--- WHAT YOU WILL DO ---
Give the data back exactly as it stands.

--- EXERCISE MATERIALS ---
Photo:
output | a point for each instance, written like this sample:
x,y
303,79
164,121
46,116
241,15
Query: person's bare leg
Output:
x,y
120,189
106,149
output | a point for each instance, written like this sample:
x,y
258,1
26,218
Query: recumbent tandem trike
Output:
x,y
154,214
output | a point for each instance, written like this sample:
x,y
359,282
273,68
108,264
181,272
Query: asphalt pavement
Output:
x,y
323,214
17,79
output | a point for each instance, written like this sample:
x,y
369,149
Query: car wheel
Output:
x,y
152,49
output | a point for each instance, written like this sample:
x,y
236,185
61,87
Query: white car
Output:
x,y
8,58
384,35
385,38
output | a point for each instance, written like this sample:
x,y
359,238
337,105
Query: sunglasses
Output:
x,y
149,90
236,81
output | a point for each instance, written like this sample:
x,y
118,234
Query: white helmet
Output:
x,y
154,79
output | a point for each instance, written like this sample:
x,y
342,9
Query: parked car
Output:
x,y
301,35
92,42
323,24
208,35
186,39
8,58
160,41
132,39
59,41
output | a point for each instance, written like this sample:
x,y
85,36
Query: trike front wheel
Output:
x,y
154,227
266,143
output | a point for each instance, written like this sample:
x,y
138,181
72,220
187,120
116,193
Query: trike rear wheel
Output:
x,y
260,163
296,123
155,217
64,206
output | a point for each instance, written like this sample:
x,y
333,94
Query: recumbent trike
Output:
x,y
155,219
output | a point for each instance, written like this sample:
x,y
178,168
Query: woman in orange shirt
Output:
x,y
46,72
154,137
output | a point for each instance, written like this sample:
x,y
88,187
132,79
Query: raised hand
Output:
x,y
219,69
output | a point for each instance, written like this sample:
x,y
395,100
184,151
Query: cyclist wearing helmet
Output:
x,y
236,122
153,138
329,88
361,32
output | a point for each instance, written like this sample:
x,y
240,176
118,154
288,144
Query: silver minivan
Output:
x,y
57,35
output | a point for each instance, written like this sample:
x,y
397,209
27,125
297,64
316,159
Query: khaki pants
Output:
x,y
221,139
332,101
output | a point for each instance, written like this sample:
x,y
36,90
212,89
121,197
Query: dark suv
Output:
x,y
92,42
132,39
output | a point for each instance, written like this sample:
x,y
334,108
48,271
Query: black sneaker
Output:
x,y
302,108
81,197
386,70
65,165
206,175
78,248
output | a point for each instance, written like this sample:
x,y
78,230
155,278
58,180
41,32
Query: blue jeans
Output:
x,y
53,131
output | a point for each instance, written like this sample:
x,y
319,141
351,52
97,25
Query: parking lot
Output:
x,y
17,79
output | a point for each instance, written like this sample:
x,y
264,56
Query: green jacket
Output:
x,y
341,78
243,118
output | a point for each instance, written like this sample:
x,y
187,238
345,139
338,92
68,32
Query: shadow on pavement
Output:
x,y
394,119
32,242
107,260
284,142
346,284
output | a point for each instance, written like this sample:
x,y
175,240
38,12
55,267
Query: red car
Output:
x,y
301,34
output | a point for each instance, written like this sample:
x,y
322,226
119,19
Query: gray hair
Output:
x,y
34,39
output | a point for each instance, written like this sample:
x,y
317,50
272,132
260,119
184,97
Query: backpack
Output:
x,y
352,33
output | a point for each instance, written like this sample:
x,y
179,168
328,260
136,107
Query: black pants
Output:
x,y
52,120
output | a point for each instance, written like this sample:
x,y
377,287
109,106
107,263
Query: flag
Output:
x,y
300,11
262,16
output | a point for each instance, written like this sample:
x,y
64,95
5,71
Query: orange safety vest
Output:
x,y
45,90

--- TASK SOLUTION ---
Photo:
output | a point for each instance, written like this sample:
x,y
303,79
164,121
46,116
241,15
Query: person's bare leg
Output:
x,y
120,189
106,149
output | a point for each instance, written like this sample:
x,y
258,1
26,218
Query: recumbent tandem trike
Output:
x,y
154,214
output | a point for each instance, written like this sample:
x,y
359,282
273,68
108,264
181,272
Query: asphalt pavement
Output:
x,y
323,214
17,79
output | a point for each instance, written like this sample:
x,y
369,149
Query: car wheel
Output:
x,y
152,49
output | a point for each instance, written like this sample:
x,y
236,185
61,87
Query: white car
Output:
x,y
8,58
384,35
385,38
output | a point for each instance, written like this sample:
x,y
359,238
337,105
Query: sunglasses
Output:
x,y
149,90
236,81
output | a point for each instance, written like this sample:
x,y
118,234
Query: white helmet
Output:
x,y
154,79
output | a point for each instance, written like this sample:
x,y
342,9
Query: parked car
Output:
x,y
301,35
92,42
323,24
208,35
186,39
8,58
160,41
132,39
59,41
output | a point for each instance, written like this sample:
x,y
85,36
Query: trike front wheel
Output:
x,y
154,227
266,143
output | a point for each instance, written like this sample:
x,y
138,181
72,220
187,120
116,193
Query: trike rear wheel
Output:
x,y
260,163
296,123
155,217
64,206
output | a point for each instance, written like this sample:
x,y
333,94
Query: recumbent trike
Output:
x,y
155,219
output | a point for each instance, written like this sample:
x,y
178,168
Query: woman in orange shirt
Output:
x,y
46,72
154,137
output | a point for each instance, written like this sample:
x,y
88,187
132,79
Query: raised hand
Output:
x,y
219,69
output | a point for each instance, written like this sample:
x,y
395,100
184,151
Query: cyclist wearing helmet
Output:
x,y
236,122
153,138
329,88
361,32
output | a point for each instance, written like this sample:
x,y
240,176
118,154
288,144
Query: silver minivan
Output:
x,y
57,35
output | a point for each instance, written like this sample:
x,y
397,209
27,125
297,64
316,159
Query: khaki pants
Output:
x,y
221,139
332,101
output | a point for each instance, written like this sample:
x,y
36,90
212,89
121,197
Query: dark suv
Output:
x,y
92,42
132,39
output | a point for each instance, written like this sample:
x,y
334,108
48,271
Query: black sneaker
Output:
x,y
302,108
81,197
386,70
65,165
206,175
78,248
output | a point for each instance, written like this sample:
x,y
78,230
155,278
58,180
41,32
Query: blue jeans
Output:
x,y
53,131
output | a point for each instance, written like this sample:
x,y
319,141
351,52
97,25
Query: parking lot
Output:
x,y
17,79
output | a point for each instance, written like this sample:
x,y
264,56
Query: green jacket
Output:
x,y
341,78
243,118
output | a point for each instance, written like this sample:
x,y
187,238
345,139
338,92
68,32
Query: shadow on pavement
Output:
x,y
394,119
32,242
107,260
284,142
346,284
output | a point for each instance, written like this sample:
x,y
175,240
38,12
55,267
Query: red car
Output:
x,y
301,34
output | a point for each instance, written like this sample:
x,y
322,226
119,19
Query: gray hair
Output:
x,y
34,39
output | a point for each instance, written like this sample:
x,y
317,50
272,132
260,119
184,97
Query: backpack
Output:
x,y
352,33
output | a point for each instance, written like this sample:
x,y
179,168
328,260
136,107
Query: black pants
Output:
x,y
52,120
output | a point for each instance, written like this sample:
x,y
377,287
109,106
107,263
Query: flag
Output:
x,y
300,11
262,16
output | a point for each instance, written like this sample:
x,y
64,95
5,71
Query: orange safety vest
Output:
x,y
45,90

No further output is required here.